▶ **Aufgabe**: Gib aus dem Laufbericht unten den Abschnitt wortgetreu wieder, der bei „Um kurz vor“ beginnt und bei „am selben Punkt).“ endet.

▶ **Textauszug**:
·····
Endlich bin ich Teil dieser Legende, aber der Weg über die 73,9km durch den Thüringer Wald war von vielen interessanten Ereignissen gespickt.


Der Vorteil zu vielen Rennen, ich musste mich nicht um die Organisation zum Start oder die Verpflegung machen, da ich ein Rundumsorglospaket von meinem Athleten Marcel König hatte. Er kommt vom Rennsteig und seine Familie ist Rennsteiglauf erfahren. Was auch gut war, weil ohne ist eine Eigenverpflegung fast unmöglich, da viele Straßen und die Laufstrecke gesperrt sind. Dies merkt man auch in der Stimmung. Es sind z.B. viel weniger Zuschauer an der Strecke, als wie beim Hermann. Eventuell auch, weil der Lauf sich länger zieht als die ostwestfälische "Kurzstecke", dafür ist er landschaftlich eine Wucht.


Marcel und seine Familie wohnen in Steinbach, was ca. 40km vom Start in Eisenach entfernt ist und so klingelte mein Wecker um 3:30 Uhr. Zum Frühstück gab es Sushi und etwas Weißbrot mit Honig und Marmelade mit einem Tee, was Stella mir sogar hingestellt hatte, da sie kurz mit mir aufgestanden war🥰


Punktgenau um 4 war Marcels Vater Jens, Orlando und Marcel bei und wir fuhren nach Eisenach.

Um kurz vor 5 waren wir dann dort. Startnummer abgeholt und dann kam schon der erste Zufall zustande. Ich hatte die Startnummer 764 und Marcel 765, obwohl wir uns nicht abgesprochen haben. Soweit ich weiß ist die Vergabe durch den Anmeldezeitpunkt bestimmt.


Wir gingen ins Zelt, wo Tags zuvor noch Party war und zogen uns um. Dort traf ich knapp 15 heimische Läufer und das obwohl hier nur der 73,9km Lauf losgeht. Der Marathon oder Halbmarathon starten woanders, da es ein Punkt zu Punktlauf ist (Start und Ziel liegen nicht am selben Punkt).
·····
▶ **Vorliegende Zeilen**:
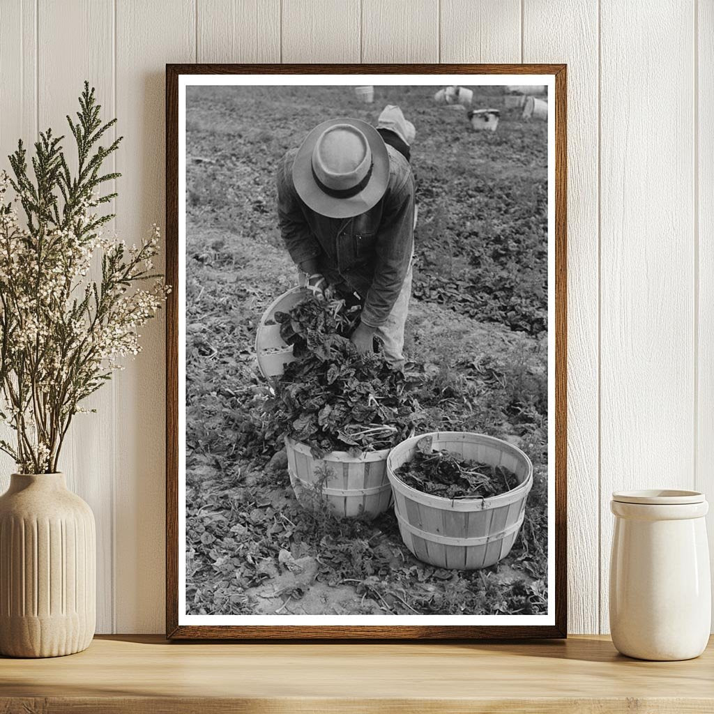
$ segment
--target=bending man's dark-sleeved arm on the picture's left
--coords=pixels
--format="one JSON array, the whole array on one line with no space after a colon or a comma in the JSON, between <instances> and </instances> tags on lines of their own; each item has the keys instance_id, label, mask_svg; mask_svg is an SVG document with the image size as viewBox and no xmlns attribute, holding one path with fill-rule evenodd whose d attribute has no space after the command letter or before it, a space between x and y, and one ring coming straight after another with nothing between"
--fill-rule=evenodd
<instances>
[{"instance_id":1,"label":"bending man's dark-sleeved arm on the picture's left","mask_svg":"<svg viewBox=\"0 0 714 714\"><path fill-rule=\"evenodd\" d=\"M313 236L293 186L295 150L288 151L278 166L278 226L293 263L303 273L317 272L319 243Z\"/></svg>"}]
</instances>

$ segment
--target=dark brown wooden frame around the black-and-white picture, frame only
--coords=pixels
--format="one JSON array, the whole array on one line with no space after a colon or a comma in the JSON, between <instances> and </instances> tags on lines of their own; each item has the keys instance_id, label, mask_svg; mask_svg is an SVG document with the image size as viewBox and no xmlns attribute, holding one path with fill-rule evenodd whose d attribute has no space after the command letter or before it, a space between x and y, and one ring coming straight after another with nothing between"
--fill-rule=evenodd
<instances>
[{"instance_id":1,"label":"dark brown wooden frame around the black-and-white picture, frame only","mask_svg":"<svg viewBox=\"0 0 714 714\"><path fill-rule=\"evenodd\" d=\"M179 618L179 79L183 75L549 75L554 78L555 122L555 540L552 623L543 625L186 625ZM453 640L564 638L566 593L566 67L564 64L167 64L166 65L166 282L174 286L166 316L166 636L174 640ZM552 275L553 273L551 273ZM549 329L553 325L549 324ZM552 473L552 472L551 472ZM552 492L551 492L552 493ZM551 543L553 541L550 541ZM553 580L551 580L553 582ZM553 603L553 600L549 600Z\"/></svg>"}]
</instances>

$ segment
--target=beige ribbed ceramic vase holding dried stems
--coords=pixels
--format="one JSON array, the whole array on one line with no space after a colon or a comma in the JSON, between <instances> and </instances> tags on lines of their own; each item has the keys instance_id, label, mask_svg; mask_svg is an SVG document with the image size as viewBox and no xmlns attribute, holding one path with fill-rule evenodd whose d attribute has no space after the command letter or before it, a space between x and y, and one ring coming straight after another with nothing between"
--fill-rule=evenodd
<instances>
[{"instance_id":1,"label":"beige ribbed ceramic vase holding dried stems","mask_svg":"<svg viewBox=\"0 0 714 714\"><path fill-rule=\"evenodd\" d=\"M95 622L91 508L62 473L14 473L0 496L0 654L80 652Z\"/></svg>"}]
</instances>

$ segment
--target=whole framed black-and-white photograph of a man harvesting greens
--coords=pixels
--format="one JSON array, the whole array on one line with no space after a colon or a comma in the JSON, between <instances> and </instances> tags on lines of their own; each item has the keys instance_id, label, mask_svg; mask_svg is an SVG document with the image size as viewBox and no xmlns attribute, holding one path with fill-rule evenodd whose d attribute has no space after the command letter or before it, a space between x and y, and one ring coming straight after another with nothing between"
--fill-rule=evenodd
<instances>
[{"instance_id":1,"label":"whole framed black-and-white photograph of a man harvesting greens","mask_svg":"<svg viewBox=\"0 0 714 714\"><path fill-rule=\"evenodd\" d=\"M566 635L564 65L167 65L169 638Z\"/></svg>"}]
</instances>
·····
▶ **Erwartete Antwort**:
Um kurz vor 5 waren wir dann dort. Startnummer abgeholt und dann kam schon der erste Zufall zustande. Ich hatte die Startnummer 764 und Marcel 765, obwohl wir uns nicht abgesprochen haben. Soweit ich weiß ist die Vergabe durch den Anmeldezeitpunkt bestimmt.


Wir gingen ins Zelt, wo Tags zuvor noch Party war und zogen uns um. Dort traf ich knapp 15 heimische Läufer und das obwohl hier nur der 73,9km Lauf losgeht. Der Marathon oder Halbmarathon starten woanders, da es ein Punkt zu Punktlauf ist (Start und Ziel liegen nicht am selben Punkt).